Document excerpt:
* * *

Friday, October 23, 2020

Marathi biopic

 Watched Dr. Kashinath Ghanekar -a movie - recently on Netflix.

It is two and half hours long. So had to watch it in three parts.

Liked the first watch very much and then it was a downward journey.

Ghanekar was a superstar of Marathi theatre. He starred in Vasant Kanetkar's melodramas with flowery language and two plays by the duo: Ashrunchi zali fule and Ithe oshalala mrutyu  were very popular. Ghanekar acted in Marathi films too and they drew large crowds.

Ghanekar was a dentist by profession but his first love was acting and in the movie it is shown that he had to struggle hard to enter the field of acting. Once he started, he rose rapidly and became a celebrity. He could not sustain acting after that and fell prey to fame and substance abuse. Love of two wives could not support him.

The movie makes out that Ghanekar had a burning desire to win the approval of his father but he could not succeed. The movie also posits a rivalry between Ghanekar and Dr. Shriram Lagoo. It needs to be checked if these posits had any base in reality.

The movie is absorbing for its creation of the atmosphere on Marathi stage and movies in 1960s and 1970s. It has got very good actors to play the roles of Bhalji Pendharkar, Sulochana, Vasant Kanitkar and Prabhakar Panshikar. Full marks to the actors and their make-up men playing these roles.

Subodh Bhave, Nandita Patkar and Vaidehi Parashrami have done a good job. Patkar in fact, does justice to every acting assignment and has now become a sure fire performer.

The movie is good in showing Ghanekar's struggle and his landing a role in Ashrunchi zali fule. After that it loses steam and does not show why Ghanekar went to pieces. It simply shows that he could not do without fan adoration. It does not probe further.

* * *

Given data:
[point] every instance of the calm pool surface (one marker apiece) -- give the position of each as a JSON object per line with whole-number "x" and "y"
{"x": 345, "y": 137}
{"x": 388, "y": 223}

* * *

Tasks to carry out:
**A.** Change "make-up men" to "make-up artists" in the Marathi biopic review, giving the passage again starting at "The movie is absorbing" and ending at "not probe further.".
**B.** According to the Marathi biopic review, what was Ghanekar's profession?

Exercise results:
**A.**
The movie is absorbing for its creation of the atmosphere on Marathi stage and movies in 1960s and 1970s. It has got very good actors to play the roles of Bhalji Pendharkar, Sulochana, Vasant Kanitkar and Prabhakar Panshikar. Full marks to the actors and their make-up artists playing these roles.

Subodh Bhave, Nandita Patkar and Vaidehi Parashrami have done a good job. Patkar in fact, does justice to every acting assignment and has now become a sure fire performer.

The movie is good in showing Ghanekar's struggle and his landing a role in Ashrunchi zali fule. After that it loses steam and does not show why Ghanekar went to pieces. It simply shows that he could not do without fan adoration. It does not probe further.

**B.** He was a dentist.